::: EXTRACTED MATERIAL :::
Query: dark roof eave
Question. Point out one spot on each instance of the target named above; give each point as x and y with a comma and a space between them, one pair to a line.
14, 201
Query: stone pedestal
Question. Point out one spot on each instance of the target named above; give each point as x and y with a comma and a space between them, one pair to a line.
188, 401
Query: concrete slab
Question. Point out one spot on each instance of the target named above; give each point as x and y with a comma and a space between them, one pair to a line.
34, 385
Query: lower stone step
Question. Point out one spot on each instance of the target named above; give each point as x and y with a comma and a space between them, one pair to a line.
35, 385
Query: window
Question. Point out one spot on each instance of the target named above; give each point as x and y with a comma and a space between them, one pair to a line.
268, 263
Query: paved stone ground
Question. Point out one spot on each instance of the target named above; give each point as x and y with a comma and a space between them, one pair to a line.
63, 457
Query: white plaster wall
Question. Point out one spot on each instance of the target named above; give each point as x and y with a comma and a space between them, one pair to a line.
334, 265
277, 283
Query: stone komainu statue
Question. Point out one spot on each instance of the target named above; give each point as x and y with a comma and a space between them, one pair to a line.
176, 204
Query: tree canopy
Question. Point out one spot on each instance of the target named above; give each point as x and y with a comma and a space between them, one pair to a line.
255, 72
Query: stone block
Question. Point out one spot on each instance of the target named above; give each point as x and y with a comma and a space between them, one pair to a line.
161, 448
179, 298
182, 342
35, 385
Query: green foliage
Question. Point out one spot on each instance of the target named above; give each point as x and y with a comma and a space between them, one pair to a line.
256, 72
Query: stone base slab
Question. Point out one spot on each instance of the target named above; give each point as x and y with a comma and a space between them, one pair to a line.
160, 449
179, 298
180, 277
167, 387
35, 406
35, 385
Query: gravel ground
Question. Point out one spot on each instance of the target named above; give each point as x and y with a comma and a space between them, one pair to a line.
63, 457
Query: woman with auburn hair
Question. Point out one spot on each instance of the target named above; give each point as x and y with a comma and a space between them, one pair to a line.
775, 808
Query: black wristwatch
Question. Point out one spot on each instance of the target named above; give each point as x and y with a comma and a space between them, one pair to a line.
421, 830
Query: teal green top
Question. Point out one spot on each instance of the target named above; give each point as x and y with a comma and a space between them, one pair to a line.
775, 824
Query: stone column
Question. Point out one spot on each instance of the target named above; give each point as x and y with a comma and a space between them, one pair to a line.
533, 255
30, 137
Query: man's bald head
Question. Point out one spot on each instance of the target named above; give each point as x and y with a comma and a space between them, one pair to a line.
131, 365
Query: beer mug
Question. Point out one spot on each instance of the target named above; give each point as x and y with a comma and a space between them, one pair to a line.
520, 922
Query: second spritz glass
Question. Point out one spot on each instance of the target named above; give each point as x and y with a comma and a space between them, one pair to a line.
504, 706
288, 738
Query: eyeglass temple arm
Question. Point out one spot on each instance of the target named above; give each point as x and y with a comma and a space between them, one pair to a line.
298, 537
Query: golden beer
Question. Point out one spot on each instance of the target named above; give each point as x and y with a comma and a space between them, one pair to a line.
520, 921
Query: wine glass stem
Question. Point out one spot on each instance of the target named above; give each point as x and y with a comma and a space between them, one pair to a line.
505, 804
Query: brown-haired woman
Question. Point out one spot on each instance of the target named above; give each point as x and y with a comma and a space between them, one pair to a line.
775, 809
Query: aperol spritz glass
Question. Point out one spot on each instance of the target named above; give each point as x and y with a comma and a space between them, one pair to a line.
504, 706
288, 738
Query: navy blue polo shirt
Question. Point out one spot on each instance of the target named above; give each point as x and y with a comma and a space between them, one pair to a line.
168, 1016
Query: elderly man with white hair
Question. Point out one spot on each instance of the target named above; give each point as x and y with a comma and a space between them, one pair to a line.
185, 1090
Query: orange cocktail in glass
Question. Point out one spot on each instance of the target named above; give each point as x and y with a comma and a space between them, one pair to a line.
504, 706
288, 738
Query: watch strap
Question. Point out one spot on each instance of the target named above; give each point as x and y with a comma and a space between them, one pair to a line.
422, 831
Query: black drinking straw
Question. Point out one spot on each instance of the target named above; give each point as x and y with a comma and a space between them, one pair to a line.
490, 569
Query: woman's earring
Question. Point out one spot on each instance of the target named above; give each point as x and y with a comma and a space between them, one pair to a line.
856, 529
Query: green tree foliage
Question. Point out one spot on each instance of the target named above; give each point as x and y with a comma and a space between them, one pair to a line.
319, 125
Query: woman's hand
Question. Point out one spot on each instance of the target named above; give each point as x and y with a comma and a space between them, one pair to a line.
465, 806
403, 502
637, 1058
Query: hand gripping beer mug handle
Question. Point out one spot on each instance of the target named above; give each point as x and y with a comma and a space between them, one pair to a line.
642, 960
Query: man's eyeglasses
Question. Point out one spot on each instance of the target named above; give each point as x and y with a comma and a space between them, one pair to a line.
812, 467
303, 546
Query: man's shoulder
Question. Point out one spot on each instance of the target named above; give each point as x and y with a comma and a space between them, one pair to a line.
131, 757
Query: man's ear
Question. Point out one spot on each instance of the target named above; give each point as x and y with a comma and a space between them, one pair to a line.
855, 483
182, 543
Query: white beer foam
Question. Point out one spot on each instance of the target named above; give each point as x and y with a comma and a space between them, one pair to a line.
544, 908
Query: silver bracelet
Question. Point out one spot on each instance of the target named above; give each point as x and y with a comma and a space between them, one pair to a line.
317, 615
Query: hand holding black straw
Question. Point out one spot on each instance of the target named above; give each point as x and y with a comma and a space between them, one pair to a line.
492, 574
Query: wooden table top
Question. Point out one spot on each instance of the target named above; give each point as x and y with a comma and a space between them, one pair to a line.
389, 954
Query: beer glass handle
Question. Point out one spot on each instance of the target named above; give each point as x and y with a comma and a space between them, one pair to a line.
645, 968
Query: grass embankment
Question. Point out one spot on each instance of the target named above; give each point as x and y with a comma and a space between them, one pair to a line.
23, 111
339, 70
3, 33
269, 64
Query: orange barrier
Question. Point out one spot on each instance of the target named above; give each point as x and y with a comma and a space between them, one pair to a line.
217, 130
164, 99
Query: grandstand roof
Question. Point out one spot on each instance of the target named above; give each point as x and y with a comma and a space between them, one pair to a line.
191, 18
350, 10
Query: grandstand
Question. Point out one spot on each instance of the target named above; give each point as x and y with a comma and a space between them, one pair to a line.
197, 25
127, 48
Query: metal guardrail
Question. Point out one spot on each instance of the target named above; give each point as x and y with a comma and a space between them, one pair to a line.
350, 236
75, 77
:::
Each record above should be restated word for word.

**ANSWER TO THE EXERCISE**
Query: dark roof eave
Question. Point out one spot on each instance of the target named above; give each point as x and y with a comma and a space between them, one pair to a line.
14, 201
Query: stone pedestal
Question. Point out one spot on each instance of the target named above; give each point as x and y with a comma and a space between them, one pair to a line.
188, 401
Query: concrete slab
Question. Point out one spot on each instance of the target named above; give each point as x and y with a comma and a space between them, one pair to a line.
34, 385
Query: lower stone step
Question. Point out one spot on each instance of the target named above; give each point as x and y with a comma and a space between them, one pair to a line.
35, 385
Query: window
Question. Point out one spot on each instance of the target named above; give each point as x and y with a comma and a space between them, one pair to a line.
268, 263
Query: paved stone ground
Question. Point out one spot on each instance of the target named above; give each point as x and y with a comma and a space between them, one pair to a line.
63, 457
Query: white plaster wall
Question. Point out one spot on each instance of the target named above; give each point as x and y with a comma and a space between them, one pair to a line.
334, 265
277, 283
Query: stone komainu statue
Question. Point out one spot on each instance of the target named above; give each point as x and y with a comma and a space between them, one pair to a line.
176, 204
Query: tree canopy
Question. Point out one spot on each instance of the target named above; give each point as x and y with a comma and a space between them, one pair to a line.
255, 72
Query: stone block
Question. Point out one spot on each instance of the target named above; give each point as x and y with a comma and a space between them, one pair to a line.
161, 448
179, 298
182, 342
35, 385
Query: green foliage
Question. Point out one spot on each instance of the target named above; give each point as x and y with a comma and a space between them, one pair to a line.
256, 72
Query: stone base slab
Question. Point out one spot on each instance of the target named above; give each point as x and y with a comma and a space between them, one pair to a line.
160, 449
179, 298
180, 277
167, 387
35, 406
35, 385
Query: gravel ground
Question. Point out one spot on each instance of the target named above; give each point as x and y with a comma and a space between them, one pair to a line.
63, 457
Query: woman with auburn hair
Question. Point out one spot on each instance of the target named above; give each point as x and y with a comma and a space between them, one pair to a line.
775, 808
Query: black wristwatch
Question. Point out one spot on each instance of the target named above; give each point as x and y with a comma and a space between them, one pair to a line.
421, 830
Query: teal green top
Question. Point out one spot on each instance of the target named above; give each point as x and y with a comma and a space between them, one pair to a line.
775, 824
Query: stone column
Question. Point out one spot on each instance of the target named above; give each point as x and y with a comma and a space between them, one pair to a line.
533, 255
30, 137
Query: man's bald head
Question. Point out one spot on each instance of the target named above; give each point as x and y with a comma and a space between them, one pair to a line.
131, 365
Query: beer mug
Question. Point out one spot on each instance of the target named above; give each point as x and y with a comma and a space between them, one pair to a line.
520, 922
Query: second spritz glass
Question. Point out one spot on each instance of the target named above; give each point as x and y with a comma and a space between them, one pair to a line.
504, 706
288, 738
Query: eyeglass temple arm
Question. Point out one spot on each instance of the target named above; give each point as x and y with a comma and a space between them, one pair to a line.
298, 537
Query: golden beer
Question. Point out one spot on each instance of the target named above; give each point as x and y with a comma and a space between them, one pair to a line.
520, 921
Query: wine glass stem
Question. Point out one spot on each instance of the target named above; give each point as x and y with a comma and a space between them, one pair to a line.
505, 804
Query: brown-haired woman
Question. Point out one spot on each instance of the target named above; give each point as x and y with a comma and a space between them, one pair to a line.
775, 809
Query: aperol spritz glass
Question. Point out one spot on each instance of the target named above; give each point as x and y with a comma and a space between them, one pair to a line.
504, 706
288, 738
Query: navy blue polo shirt
Question. Point out one spot on each instance of the target named above; give each point as x and y with a comma and a space between them, one pair to a line.
168, 1016
Query: elderly man with white hair
Question. Point out one spot on each instance of the target named above; give each point as x and y with a comma and a space between them, one pair to a line.
185, 1090
Query: orange cocktail in glass
Question. Point out one spot on each instance of the target named above; give each point as x and y with a comma and a space between them, one pair to a line.
504, 706
288, 738
Query: watch strap
Question. Point out one spot on each instance of the target named above; give each point as x and y with a comma and a space between them, one pair to a line.
422, 831
Query: black drinking straw
Question. Point out one spot on each instance of the target named above; give each point as x and y with a comma and a space between them, one pair to a line.
490, 569
Query: woman's earring
Question. Point out one spot on each instance of the target named above; give each point as x and y with a comma and a space between them, one pair to a line.
856, 529
Query: green tree foliage
Question. Point out one spot on each instance of the target named above; give each point as x and y with a comma and a space between them, one pair to a line.
319, 125
Query: woman's hand
Question. Point out one spot on each instance of the target named above; give each point as x and y with a comma and a space between them, one pair to a line.
465, 806
403, 502
637, 1058
Query: hand gripping beer mug handle
Question. Point out one spot on each instance of the target named above; give each point as x and y with a comma and a space between them, one pair to a line.
642, 960
Query: man's eyeglasses
Question. Point out one spot on each instance of the target named above; give each point as x and y with a comma and a space between them, one pair to a line.
812, 467
303, 546
Query: man's shoulder
Question. Point out one spot on each instance of the target named above; give each point as x and y with a comma and a space between them, one pair to a line.
131, 757
Query: man's ear
Question. Point out one spot on each instance of the target named above; give each point as x and y with a comma and a space between them, one pair to a line.
855, 483
182, 543
Query: white beer foam
Question. Point out one spot on each instance of the target named above; give each point as x and y with a comma and a space between them, one pair to a line.
544, 908
Query: silver bracelet
Question. Point out one spot on each instance of the target named above; give each point as x and y with a comma and a space between them, one pair to a line.
317, 615
Query: hand holding black straw
Question. Point out one spot on each instance of the target named above; give each point as x and y with a comma and a space between them, one pair to a line.
492, 574
Query: wooden table top
Question. Point out one spot on each instance of the target named above; give each point as x and y with a comma and a space between them, one pair to a line.
389, 954
Query: beer glass handle
Question. Point out one spot on each instance of the target named above; give each point as x and y with a comma and a space between them, one pair to a line.
645, 968
Query: grass embankment
Question. Point out one spot on each instance of the target named above; give each point as x and y with a comma and a space between them, one pair to a line.
23, 111
339, 70
3, 33
269, 64
Query: orange barrier
Question. Point out one spot on each instance of the target named above; give each point as x and y with a comma and a space between them, one pair to a line.
217, 130
164, 99
Query: grandstand roof
Question. Point out one spot on each instance of the target named above; give each point as x and y with a comma and a space between them, one pair to a line.
191, 18
350, 10
Query: grandstand
Question. Point out one spot on each instance of the target named above; give each point as x and y with a comma and a space between them, one pair to a line.
197, 25
127, 48
Query: metal guardrail
Question. Point out one spot on each instance of the target named above; give each point as x and y with a comma and a space between them, one pair to a line.
350, 236
75, 77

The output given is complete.